Engaging with families was a challenge for leaders and practitioners, even before the COVID-19 pandemic tore through our schools and communities, taking away valuable opportunities to connect and grow together.
Family engagement is an important aspect of creating a welcoming and inclusive school climate.
Yet many barriers and challenges stand in the way of families becoming full partners in their children’s education.
It is important to recognize the attitudes, expectations, and institutional barriers that make family engagement difficult. Then we can shift emphasis to energize our relationships with families and young people.
Don’t Forget the Families
Search Institute has a history of taking a deep look at the relationships that help prepare young people to live productive and fulfilling lives. Don’t forget the families research, among other studies, has shown that developmental relationships help young people discover who they are in the world, helping them to succeed and thrive.
Many schools, programs, and communities are recognizing the importance of these types of relationships and are working together to weave a web of relationships that can better support young people.
But too many of those efforts struggle to engage families meaningfully. Professionals and institutions either ignore families or set up systems that are based on their perceived deficits. In some cases, they encourage fundraising, working on committees, or helping with homework engagement.
Most family engagement approaches overlook the one thing that parents can do to benefit their children’s development: relationships in the home.
It’s important to re-examine assumptions about family engagement, the family’s roles in young people’s lives, and the fundamental ways schools, organizations, and systems should relate to parenting adults.
What can we do differently to work together with families to achieve our shared goals for young people’s success? Move towards a relationship-centered approach.
------------
Required actions »
1. From the family engagement passage, transcribe the text starting with "It’s important to" and going on through "a relationship-centered approach.".
2. According to the family engagement passage, why should we recognize the attitudes, expectations, and institutional barriers around family engagement? Answer in one to three sentences.
------------
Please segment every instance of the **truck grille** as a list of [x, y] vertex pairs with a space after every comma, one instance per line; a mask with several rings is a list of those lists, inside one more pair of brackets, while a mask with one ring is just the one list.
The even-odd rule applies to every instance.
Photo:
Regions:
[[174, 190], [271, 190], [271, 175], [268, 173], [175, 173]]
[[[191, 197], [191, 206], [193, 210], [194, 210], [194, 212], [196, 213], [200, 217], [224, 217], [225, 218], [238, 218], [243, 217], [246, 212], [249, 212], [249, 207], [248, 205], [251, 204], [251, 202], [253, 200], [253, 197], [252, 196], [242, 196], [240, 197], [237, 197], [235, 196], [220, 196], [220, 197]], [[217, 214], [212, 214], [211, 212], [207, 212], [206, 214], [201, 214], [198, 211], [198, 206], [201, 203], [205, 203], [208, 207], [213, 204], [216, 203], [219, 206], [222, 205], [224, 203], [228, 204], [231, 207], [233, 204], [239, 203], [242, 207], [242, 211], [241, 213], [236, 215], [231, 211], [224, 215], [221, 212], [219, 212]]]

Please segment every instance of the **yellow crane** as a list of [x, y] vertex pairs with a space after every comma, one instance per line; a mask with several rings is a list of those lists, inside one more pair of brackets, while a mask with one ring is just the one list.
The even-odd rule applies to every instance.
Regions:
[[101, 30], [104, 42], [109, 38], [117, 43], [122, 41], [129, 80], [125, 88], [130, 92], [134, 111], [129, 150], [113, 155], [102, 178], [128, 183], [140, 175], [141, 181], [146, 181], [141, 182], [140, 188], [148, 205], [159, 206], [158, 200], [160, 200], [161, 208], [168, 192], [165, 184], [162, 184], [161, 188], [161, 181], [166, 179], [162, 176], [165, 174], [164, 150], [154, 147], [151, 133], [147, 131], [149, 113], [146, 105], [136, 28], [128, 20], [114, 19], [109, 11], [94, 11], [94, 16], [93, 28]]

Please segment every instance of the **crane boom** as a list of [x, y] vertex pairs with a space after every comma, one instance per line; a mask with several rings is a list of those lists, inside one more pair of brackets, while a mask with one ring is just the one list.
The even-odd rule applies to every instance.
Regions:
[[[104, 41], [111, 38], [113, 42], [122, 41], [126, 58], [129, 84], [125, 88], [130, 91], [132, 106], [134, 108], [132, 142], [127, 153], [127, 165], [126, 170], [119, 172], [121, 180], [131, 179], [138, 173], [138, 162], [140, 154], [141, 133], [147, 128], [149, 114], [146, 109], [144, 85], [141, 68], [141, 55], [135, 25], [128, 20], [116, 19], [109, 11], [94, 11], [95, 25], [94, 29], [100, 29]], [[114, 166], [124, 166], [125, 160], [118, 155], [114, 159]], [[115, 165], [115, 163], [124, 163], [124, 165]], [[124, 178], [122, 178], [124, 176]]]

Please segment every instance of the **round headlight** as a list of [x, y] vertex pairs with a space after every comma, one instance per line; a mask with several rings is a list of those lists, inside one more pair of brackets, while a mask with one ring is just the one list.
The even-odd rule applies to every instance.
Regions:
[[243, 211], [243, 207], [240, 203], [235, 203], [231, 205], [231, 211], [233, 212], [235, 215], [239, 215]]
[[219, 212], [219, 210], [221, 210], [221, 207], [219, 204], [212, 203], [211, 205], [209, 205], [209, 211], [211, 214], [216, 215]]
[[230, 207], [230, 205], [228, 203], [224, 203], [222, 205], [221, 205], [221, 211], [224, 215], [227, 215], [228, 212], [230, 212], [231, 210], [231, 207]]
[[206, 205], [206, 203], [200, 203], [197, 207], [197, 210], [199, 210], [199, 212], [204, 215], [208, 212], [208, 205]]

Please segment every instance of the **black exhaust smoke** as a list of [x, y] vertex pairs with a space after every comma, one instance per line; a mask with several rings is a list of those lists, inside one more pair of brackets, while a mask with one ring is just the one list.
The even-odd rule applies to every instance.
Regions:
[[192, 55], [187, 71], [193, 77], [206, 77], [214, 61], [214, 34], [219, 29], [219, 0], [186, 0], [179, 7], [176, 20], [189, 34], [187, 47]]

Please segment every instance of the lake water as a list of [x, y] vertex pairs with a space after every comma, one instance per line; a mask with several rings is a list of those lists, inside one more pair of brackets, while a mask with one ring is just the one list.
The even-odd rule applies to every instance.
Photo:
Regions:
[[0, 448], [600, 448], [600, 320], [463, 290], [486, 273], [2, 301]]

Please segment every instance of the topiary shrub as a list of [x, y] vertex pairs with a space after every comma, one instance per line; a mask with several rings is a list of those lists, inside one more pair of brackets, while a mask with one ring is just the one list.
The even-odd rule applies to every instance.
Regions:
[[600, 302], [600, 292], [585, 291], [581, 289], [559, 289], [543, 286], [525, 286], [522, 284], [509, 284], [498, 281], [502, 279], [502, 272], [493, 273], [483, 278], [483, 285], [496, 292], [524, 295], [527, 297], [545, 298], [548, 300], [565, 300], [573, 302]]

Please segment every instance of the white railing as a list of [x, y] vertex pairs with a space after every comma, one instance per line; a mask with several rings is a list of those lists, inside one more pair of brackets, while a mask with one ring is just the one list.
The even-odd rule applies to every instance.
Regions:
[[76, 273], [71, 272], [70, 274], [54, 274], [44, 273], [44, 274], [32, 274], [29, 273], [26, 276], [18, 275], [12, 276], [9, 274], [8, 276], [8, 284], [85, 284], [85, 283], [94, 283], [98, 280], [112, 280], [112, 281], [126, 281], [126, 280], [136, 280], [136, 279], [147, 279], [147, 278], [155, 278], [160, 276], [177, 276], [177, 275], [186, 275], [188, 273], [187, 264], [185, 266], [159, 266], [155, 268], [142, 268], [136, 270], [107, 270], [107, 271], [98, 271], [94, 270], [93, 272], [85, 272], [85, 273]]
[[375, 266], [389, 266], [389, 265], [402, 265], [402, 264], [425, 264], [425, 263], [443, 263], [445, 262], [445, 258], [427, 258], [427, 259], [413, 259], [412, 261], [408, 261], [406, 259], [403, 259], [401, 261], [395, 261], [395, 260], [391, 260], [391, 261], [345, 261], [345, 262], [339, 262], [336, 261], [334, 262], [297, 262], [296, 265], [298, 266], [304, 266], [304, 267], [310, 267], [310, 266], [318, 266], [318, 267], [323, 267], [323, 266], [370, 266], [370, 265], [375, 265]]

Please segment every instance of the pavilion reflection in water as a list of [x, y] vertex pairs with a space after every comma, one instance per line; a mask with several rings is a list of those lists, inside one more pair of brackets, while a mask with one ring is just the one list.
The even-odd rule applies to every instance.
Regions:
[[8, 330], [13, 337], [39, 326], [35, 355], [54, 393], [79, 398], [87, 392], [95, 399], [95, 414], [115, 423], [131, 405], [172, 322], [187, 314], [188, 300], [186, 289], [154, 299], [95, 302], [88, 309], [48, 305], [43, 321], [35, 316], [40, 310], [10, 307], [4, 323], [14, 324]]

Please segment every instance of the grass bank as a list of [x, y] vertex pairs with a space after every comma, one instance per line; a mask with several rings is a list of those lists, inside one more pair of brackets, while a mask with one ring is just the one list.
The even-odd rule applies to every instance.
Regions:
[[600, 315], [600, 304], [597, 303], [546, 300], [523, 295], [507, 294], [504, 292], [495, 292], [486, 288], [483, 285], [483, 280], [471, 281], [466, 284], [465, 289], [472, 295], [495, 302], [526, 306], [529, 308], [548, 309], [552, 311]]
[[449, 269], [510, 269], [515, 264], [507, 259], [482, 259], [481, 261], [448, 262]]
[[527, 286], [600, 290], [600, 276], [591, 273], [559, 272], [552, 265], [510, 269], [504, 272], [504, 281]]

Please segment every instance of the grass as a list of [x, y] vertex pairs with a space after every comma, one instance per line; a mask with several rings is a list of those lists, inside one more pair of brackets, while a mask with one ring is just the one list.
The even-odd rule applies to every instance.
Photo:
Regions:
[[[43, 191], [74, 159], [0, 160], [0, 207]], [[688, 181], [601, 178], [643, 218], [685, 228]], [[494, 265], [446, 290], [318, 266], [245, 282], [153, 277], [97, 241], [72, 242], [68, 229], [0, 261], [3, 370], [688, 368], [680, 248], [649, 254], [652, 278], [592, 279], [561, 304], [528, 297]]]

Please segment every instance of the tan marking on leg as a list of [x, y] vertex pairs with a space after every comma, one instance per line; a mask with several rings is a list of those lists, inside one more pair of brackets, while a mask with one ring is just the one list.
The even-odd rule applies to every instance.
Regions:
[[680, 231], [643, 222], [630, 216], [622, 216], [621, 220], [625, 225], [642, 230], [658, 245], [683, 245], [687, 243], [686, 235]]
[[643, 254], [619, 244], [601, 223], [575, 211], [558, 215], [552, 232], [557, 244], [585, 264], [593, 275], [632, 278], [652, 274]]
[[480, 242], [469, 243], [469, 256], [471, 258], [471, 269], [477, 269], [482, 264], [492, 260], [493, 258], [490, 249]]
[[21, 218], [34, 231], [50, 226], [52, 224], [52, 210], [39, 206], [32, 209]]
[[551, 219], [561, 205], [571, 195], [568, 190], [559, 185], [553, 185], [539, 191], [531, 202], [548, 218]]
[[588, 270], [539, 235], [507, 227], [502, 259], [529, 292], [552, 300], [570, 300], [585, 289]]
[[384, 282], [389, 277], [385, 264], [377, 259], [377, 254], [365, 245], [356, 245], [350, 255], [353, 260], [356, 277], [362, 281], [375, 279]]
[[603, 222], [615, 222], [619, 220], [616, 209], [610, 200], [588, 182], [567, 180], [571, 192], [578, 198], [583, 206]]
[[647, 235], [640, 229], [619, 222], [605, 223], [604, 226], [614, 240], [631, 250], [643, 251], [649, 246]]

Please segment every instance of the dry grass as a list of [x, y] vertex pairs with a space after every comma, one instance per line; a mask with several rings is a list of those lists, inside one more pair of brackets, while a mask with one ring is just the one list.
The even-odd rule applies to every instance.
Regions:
------------
Activity answers »
1.
It’s important to re-examine assumptions about family engagement, the family’s roles in young people’s lives, and the fundamental ways schools, organizations, and systems should relate to parenting adults.
What can we do differently to work together with families to achieve our shared goals for young people’s success? Move towards a relationship-centered approach.

2. These attitudes, expectations, and barriers are what make family engagement difficult. Once we recognize them, we can shift emphasis to energize our relationships with families and young people.